Exercise:
In the material below, count the lines where the word "step" appears. Nothing but the number, please.
++++++++++++++++++++
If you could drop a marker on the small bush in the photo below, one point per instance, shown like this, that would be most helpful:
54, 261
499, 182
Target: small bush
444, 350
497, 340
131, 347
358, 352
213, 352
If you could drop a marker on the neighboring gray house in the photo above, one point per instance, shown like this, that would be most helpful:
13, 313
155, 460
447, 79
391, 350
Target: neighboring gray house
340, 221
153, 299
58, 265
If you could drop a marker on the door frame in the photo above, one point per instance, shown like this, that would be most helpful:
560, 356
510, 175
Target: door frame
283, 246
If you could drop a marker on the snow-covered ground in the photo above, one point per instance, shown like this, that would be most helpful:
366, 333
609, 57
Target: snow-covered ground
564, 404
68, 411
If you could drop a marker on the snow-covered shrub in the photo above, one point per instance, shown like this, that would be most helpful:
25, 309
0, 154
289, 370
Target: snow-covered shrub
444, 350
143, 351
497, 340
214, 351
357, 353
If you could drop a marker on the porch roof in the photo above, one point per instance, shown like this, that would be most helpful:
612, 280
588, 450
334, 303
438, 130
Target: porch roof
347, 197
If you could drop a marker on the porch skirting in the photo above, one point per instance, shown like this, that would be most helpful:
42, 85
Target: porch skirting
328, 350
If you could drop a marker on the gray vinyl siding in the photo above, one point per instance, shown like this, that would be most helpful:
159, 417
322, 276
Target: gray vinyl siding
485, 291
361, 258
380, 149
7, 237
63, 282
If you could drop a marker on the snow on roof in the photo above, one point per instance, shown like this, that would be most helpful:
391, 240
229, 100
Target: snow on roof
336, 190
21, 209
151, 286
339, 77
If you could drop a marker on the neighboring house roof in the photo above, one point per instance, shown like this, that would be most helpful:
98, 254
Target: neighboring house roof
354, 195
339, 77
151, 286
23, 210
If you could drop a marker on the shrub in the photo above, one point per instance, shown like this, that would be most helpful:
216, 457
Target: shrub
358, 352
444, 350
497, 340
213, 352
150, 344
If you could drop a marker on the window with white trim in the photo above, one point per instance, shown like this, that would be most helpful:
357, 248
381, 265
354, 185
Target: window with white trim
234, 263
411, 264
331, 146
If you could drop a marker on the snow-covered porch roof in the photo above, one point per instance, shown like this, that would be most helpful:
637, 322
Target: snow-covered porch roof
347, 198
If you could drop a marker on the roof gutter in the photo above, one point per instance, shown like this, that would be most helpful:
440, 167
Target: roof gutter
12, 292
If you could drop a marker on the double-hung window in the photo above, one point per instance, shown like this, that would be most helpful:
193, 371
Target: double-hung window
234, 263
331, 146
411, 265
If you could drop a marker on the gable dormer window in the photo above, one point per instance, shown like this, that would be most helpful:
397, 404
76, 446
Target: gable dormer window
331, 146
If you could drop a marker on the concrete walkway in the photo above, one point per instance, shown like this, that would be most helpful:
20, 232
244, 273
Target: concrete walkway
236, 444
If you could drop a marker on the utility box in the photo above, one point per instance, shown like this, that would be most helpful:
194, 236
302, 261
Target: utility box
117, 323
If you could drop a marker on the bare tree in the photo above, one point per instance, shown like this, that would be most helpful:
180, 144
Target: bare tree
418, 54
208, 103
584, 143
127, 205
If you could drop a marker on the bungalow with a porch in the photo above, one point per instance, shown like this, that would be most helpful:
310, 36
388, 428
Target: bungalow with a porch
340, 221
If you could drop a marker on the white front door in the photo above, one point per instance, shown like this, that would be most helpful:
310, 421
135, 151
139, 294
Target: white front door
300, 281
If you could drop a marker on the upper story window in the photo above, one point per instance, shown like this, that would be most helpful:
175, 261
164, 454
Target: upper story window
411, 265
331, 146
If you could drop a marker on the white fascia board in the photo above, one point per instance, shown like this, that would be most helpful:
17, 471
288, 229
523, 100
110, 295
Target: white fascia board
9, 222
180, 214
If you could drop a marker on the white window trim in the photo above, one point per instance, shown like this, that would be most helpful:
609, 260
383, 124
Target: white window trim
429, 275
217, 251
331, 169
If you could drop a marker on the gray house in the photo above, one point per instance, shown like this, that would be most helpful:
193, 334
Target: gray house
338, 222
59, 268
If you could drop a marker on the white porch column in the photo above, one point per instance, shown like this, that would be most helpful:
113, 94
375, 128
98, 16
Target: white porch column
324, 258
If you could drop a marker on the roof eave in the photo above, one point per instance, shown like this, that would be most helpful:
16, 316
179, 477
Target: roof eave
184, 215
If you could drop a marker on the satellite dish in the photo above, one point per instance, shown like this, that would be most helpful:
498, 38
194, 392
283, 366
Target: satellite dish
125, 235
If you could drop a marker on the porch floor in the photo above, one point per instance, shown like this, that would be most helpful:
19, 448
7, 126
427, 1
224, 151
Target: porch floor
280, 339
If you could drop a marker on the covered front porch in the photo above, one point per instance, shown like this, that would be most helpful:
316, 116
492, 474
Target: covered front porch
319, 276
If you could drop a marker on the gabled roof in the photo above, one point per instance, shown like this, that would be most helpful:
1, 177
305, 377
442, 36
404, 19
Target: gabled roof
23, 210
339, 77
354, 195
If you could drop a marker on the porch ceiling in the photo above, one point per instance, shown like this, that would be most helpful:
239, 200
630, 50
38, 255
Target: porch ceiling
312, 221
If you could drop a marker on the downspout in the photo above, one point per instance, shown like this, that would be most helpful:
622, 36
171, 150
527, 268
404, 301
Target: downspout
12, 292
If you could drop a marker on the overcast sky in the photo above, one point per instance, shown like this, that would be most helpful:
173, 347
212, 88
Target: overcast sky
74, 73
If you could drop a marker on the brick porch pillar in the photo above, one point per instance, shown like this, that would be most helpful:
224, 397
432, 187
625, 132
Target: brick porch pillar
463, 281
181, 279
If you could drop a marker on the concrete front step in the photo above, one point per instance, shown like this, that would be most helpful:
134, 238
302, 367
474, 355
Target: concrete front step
++++++++++++++++++++
Answer box:
2